**Deine Aufgabe**
Kannst du den Text über emotionale Flashbacks vollständig und unverändert abtippen?

Emotionale Flashbacks – Wenn das Nervensystem alte Wunden öffnet
Dass das alles auf meine komplexe posttraumatische Belastungsstörung zurückzuführen ist, weiß ich auch erst seit meiner stationären Traumatherapie – dort habe ich erst so einiges verstanden. Und vieles habe ich mir auch angelesen. Emotionale Flashbacks sind besonders tückisch, vor allem, weil man diesen oft nicht so einfach beikommt und erkennt. Sie kommen nicht mit Bildern oder Gerüchen, sondern mit Gefühlen. Plötzlich fühle ich mich minderwertig, klein, bedroht, obwohl objektiv nichts Bedrohliches passiert ist. Ein Satz, eine Kritik, ein Blick und mein System springt an.
Nicht, weil es logisch ist, sondern weil es alte Muster berührt. Kindheit, Verlust, Schmerz. Alles auf einmal. Und ich stehe da und frage mich: Was zur Hölle passiert hier gerade? Was oft vergessen wird: Das Nervensystem trennt nicht sauber. Ein Geruch, ein Lied, ein Ort – sie können eine schöne Erinnerung wachrufen, aber gleichzeitig auch die Zeit drumherum, die vielleicht schmerzhaft war. Und dann wird aus einem warmen Moment ein kalter Schock. Nicht, weil ich das will, sondern weil mein System entscheidet: Das ist jetzt gefährlich.
Leben mit kPTBS
Ich weiß, dass viele das nicht verstehen. Dass sie sagen: „Das ist doch vorbei.“ Oder: „Du musst einfach loslassen.“ Ich weiß, dass das in dem Moment gut gemeint ist, aber es ist für uns, die an einer kPTBS leiden, nicht sehr hilfreich – ganz im Gegenteil. Man fühlt sich dann als Versager, als jemand, der sich einfach nur für das Leben entscheiden muss. Als wäre das eine Entscheidung. Ich habe mir das alles nicht ausgesucht. Trauma ist kein Lifestyle. Ist es nicht. Es ist ein Zustand, einer, der sich nicht an Regeln hält, der kommt, wenn er will. Einer, der bleibt, auch wenn man ihn nicht eingeladen hat.

**Quellzeilen**
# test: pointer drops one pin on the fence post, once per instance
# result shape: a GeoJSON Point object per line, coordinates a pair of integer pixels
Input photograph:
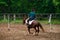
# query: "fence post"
{"type": "Point", "coordinates": [8, 22]}
{"type": "Point", "coordinates": [50, 22]}
{"type": "Point", "coordinates": [14, 17]}
{"type": "Point", "coordinates": [4, 16]}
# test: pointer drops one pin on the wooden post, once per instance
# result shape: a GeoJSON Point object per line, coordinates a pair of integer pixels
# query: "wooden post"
{"type": "Point", "coordinates": [4, 16]}
{"type": "Point", "coordinates": [50, 22]}
{"type": "Point", "coordinates": [14, 17]}
{"type": "Point", "coordinates": [8, 23]}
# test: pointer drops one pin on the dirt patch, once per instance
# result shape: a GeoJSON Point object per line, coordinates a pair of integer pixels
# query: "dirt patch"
{"type": "Point", "coordinates": [19, 32]}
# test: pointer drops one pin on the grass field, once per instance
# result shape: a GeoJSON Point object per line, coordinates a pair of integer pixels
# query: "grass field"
{"type": "Point", "coordinates": [54, 21]}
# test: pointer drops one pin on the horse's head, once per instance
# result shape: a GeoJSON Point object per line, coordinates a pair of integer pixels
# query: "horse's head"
{"type": "Point", "coordinates": [24, 19]}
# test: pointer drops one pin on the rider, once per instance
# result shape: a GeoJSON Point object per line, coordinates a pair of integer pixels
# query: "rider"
{"type": "Point", "coordinates": [31, 15]}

**Ergebnis dieser Übung**
Emotionale Flashbacks – Wenn das Nervensystem alte Wunden öffnet
Dass das alles auf meine komplexe posttraumatische Belastungsstörung zurückzuführen ist, weiß ich auch erst seit meiner stationären Traumatherapie – dort habe ich erst so einiges verstanden. Und vieles habe ich mir auch angelesen. Emotionale Flashbacks sind besonders tückisch, vor allem, weil man diesen oft nicht so einfach beikommt und erkennt. Sie kommen nicht mit Bildern oder Gerüchen, sondern mit Gefühlen. Plötzlich fühle ich mich minderwertig, klein, bedroht, obwohl objektiv nichts Bedrohliches passiert ist. Ein Satz, eine Kritik, ein Blick und mein System springt an.
Nicht, weil es logisch ist, sondern weil es alte Muster berührt. Kindheit, Verlust, Schmerz. Alles auf einmal. Und ich stehe da und frage mich: Was zur Hölle passiert hier gerade? Was oft vergessen wird: Das Nervensystem trennt nicht sauber. Ein Geruch, ein Lied, ein Ort – sie können eine schöne Erinnerung wachrufen, aber gleichzeitig auch die Zeit drumherum, die vielleicht schmerzhaft war. Und dann wird aus einem warmen Moment ein kalter Schock. Nicht, weil ich das will, sondern weil mein System entscheidet: Das ist jetzt gefährlich.
Leben mit kPTBS
Ich weiß, dass viele das nicht verstehen. Dass sie sagen: „Das ist doch vorbei.“ Oder: „Du musst einfach loslassen.“ Ich weiß, dass das in dem Moment gut gemeint ist, aber es ist für uns, die an einer kPTBS leiden, nicht sehr hilfreich – ganz im Gegenteil. Man fühlt sich dann als Versager, als jemand, der sich einfach nur für das Leben entscheiden muss. Als wäre das eine Entscheidung. Ich habe mir das alles nicht ausgesucht. Trauma ist kein Lifestyle. Ist es nicht. Es ist ein Zustand, einer, der sich nicht an Regeln hält, der kommt, wenn er will. Einer, der bleibt, auch wenn man ihn nicht eingeladen hat.